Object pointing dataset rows
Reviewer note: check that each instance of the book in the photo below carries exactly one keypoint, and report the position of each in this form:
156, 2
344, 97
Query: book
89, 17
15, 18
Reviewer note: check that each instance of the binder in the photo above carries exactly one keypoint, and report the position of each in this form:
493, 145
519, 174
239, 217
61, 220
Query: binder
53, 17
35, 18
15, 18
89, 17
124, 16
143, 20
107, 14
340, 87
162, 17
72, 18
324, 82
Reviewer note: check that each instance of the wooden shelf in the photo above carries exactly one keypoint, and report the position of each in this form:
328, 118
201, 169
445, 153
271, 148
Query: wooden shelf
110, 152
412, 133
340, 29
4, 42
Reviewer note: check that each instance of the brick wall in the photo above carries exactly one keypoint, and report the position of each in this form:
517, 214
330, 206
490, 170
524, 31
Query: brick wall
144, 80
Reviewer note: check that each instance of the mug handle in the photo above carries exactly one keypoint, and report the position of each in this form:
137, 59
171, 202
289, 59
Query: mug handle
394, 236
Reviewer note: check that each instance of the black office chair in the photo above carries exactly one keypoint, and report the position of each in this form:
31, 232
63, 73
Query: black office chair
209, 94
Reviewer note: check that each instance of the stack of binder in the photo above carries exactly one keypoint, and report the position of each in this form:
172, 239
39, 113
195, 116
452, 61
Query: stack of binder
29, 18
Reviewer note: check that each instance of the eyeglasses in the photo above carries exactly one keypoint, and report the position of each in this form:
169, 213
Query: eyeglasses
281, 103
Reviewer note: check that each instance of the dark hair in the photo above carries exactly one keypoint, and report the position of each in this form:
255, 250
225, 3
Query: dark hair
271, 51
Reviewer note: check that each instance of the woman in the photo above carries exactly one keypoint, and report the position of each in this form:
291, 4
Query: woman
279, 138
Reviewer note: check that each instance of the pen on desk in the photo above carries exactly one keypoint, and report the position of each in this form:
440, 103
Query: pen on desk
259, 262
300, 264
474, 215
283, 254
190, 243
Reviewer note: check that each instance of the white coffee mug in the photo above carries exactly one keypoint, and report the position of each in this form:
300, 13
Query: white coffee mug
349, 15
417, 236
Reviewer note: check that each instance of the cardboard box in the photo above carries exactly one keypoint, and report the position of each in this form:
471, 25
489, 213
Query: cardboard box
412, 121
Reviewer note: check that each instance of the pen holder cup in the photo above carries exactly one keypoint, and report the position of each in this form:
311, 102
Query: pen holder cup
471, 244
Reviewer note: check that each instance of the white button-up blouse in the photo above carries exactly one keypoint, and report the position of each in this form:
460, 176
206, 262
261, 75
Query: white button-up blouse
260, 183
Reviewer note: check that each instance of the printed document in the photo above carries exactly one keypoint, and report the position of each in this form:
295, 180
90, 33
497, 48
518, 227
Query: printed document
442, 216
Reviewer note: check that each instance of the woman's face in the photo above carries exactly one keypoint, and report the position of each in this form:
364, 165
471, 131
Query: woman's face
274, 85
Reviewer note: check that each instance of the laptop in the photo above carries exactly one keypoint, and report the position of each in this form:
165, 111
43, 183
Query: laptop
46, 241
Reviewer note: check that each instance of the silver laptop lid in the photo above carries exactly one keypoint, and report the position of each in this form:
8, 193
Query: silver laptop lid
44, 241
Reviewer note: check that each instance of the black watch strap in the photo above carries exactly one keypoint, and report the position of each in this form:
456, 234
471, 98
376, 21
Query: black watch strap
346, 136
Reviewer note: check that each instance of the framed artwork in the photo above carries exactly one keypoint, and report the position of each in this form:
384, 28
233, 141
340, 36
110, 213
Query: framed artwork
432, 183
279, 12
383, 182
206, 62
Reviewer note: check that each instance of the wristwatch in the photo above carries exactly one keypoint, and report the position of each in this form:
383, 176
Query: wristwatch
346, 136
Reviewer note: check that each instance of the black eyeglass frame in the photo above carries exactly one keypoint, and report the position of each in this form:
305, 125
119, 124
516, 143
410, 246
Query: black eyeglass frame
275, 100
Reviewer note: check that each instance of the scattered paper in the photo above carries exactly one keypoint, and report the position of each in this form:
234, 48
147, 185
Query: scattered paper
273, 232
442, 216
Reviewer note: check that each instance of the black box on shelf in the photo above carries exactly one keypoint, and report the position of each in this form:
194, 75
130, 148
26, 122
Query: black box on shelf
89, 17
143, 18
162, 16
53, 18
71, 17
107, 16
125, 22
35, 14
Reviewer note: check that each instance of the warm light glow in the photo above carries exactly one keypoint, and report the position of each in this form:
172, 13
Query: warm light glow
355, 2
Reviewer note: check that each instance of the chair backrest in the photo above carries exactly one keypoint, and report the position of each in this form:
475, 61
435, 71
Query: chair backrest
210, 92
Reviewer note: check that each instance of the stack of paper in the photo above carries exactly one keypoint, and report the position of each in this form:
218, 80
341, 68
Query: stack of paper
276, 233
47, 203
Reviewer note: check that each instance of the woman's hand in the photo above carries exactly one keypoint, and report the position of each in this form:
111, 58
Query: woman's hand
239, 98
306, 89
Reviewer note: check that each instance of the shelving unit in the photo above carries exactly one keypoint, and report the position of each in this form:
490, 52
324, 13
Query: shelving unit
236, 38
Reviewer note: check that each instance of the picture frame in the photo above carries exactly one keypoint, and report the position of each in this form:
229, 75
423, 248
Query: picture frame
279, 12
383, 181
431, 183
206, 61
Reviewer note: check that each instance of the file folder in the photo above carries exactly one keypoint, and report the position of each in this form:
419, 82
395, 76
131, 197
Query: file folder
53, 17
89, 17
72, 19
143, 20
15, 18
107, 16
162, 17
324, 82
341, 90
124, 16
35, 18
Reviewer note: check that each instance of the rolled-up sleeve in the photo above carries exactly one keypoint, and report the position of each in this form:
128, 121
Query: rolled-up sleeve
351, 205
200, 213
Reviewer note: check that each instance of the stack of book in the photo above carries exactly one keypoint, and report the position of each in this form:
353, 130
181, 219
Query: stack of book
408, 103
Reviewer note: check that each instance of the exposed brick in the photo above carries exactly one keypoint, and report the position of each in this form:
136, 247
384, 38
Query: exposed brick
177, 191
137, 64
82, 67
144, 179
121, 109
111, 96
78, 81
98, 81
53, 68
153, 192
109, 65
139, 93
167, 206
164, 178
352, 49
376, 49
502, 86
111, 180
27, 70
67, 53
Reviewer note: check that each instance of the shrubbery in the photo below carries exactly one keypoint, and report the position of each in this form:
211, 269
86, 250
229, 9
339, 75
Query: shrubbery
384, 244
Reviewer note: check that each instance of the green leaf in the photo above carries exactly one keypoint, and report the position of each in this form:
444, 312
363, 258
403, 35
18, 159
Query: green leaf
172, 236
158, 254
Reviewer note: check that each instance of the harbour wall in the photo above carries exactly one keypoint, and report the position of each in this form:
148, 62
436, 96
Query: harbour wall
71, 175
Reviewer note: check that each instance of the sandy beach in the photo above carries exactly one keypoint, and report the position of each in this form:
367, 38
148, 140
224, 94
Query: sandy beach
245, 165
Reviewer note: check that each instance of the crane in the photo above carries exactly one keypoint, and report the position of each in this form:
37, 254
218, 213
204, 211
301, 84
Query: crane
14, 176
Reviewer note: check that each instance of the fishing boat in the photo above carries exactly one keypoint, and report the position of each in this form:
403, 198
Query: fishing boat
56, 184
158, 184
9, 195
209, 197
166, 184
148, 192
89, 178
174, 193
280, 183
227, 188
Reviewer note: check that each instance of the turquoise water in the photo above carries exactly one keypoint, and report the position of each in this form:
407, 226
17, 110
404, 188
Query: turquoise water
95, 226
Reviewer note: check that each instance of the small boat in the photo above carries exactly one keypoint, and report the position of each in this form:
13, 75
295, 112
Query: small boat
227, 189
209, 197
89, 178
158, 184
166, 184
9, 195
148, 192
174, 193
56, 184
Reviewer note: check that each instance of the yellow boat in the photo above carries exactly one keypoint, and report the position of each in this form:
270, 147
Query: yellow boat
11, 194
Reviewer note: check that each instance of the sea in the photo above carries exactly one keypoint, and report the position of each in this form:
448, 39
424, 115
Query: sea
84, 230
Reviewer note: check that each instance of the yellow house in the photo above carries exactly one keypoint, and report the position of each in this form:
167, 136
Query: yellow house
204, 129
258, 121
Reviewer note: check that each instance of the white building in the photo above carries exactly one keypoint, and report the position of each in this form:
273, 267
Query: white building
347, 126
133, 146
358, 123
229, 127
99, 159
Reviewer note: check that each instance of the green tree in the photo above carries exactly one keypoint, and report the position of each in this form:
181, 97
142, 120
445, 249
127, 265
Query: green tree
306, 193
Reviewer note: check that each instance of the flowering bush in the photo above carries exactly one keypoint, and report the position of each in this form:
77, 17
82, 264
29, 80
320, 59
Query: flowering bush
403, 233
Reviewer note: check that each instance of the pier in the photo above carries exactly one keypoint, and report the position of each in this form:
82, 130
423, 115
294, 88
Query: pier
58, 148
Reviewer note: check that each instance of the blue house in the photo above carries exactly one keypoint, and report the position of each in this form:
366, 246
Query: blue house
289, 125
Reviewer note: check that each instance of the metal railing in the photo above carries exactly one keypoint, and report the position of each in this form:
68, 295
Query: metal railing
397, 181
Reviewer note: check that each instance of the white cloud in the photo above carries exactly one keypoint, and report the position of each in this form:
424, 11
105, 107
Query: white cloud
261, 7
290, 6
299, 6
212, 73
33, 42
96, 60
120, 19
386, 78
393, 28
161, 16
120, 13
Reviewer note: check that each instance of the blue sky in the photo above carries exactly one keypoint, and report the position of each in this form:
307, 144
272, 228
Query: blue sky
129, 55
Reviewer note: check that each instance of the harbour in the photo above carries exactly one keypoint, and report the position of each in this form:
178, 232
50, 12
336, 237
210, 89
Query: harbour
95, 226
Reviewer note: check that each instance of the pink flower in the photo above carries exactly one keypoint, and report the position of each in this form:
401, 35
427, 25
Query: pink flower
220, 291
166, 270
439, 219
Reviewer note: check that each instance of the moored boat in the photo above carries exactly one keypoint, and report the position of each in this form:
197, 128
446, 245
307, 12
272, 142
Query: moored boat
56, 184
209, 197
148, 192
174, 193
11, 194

Task goal
Give back, exactly as written, the lines from the one with "Reviewer note: check that each instance of the harbour in" to the last line.

Result of the exercise
Reviewer note: check that each instance of the harbour in the photo above carries exactly one keypoint, and report the position of each in this form:
178, 232
50, 12
336, 237
210, 89
Query: harbour
95, 226
Reviewer note: check that each instance of the pink flower in the photo above carries exactly one keypoint, and report the position of each in this form:
401, 35
427, 25
Query: pink flower
220, 291
166, 270
439, 219
Reviewer note: check that each instance of the moored boat in the photo above carries exactly one keypoint, and report the position of each in this form:
197, 128
446, 245
307, 12
272, 142
Query: moored boat
56, 184
209, 197
148, 192
174, 193
11, 194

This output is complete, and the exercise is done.